• _WHAT NEEDS TO BE DONE_
Set down, word for word, the stretch of the bra-making post below from "February 9, 2017" through "let’s be honest.".

## begin PAGE EXTRACT

February 9, 2017

Plus size bra-making… an odyssey!


Once upon a time, a wise woman said “sure I can make clothes, but there’s no way I can make a bra. I’m a 38 H for pete’s sake!”.

Any guesses? Yes, that wise woman was me. I’m not sure why after 6 years of sewing and quitting my day job to focus on it full time I still have categories in my head of “thing I can sew”  – that now includes jeans and swimsuits – and “things I can’t”. It makes no sense! And yet, until recently, the prospect of sewing a bra seemed ludicrous. Part of it was undoubtedly my not insignificant bra needs. Unlike clothing, which mostly just has to encapsulate you and hang on the right bits, bras actually have engineering work to do. And in the case of my Mighty Bosom, pretty advanced level engineering at that. Probably PhD structural engineering at MIT, let’s be honest.

And yet, bras are just sewn garments, with an added metal bit in them. So, when Norma at Orange Lingerie let me know, over one of our regular tasty dinners out in Boston, that she’d be expanding her size range to go up to a J, I knew that my excuses had run out. And when Norma then asked if I’d be the fit model for the 38H, I was officially on board!

First up, Norma developed the Marlborough bra extended sizes, and I spent some amusing evenings standing in restaurant bathrooms in the greater Boston area trying on samples. So, I decided to tackle it first, too.

There are two big things to learn when you start sewing bras: construction and fit. I decided to focus on construction first, especially as being the fit model would probably minimize the fit issues (HA! more on that later).

## end PAGE EXTRACT
## begin ENTRIES SHOWN

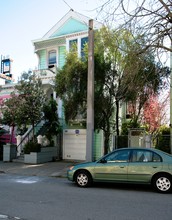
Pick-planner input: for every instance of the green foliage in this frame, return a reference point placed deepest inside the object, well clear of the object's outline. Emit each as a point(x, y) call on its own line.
point(32, 146)
point(122, 141)
point(51, 118)
point(32, 100)
point(128, 125)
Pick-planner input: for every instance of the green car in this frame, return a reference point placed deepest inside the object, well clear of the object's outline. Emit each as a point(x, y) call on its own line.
point(127, 165)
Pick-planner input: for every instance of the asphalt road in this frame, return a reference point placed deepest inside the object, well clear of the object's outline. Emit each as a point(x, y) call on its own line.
point(49, 198)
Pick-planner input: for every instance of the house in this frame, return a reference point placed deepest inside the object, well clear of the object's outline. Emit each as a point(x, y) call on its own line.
point(51, 50)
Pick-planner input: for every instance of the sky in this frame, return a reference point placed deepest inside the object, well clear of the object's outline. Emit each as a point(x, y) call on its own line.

## end ENTRIES SHOWN

• _RESPONSE_
February 9, 2017

Plus size bra-making… an odyssey!


Once upon a time, a wise woman said “sure I can make clothes, but there’s no way I can make a bra. I’m a 38 H for pete’s sake!”.

Any guesses? Yes, that wise woman was me. I’m not sure why after 6 years of sewing and quitting my day job to focus on it full time I still have categories in my head of “thing I can sew”  – that now includes jeans and swimsuits – and “things I can’t”. It makes no sense! And yet, until recently, the prospect of sewing a bra seemed ludicrous. Part of it was undoubtedly my not insignificant bra needs. Unlike clothing, which mostly just has to encapsulate you and hang on the right bits, bras actually have engineering work to do. And in the case of my Mighty Bosom, pretty advanced level engineering at that. Probably PhD structural engineering at MIT, let’s be honest.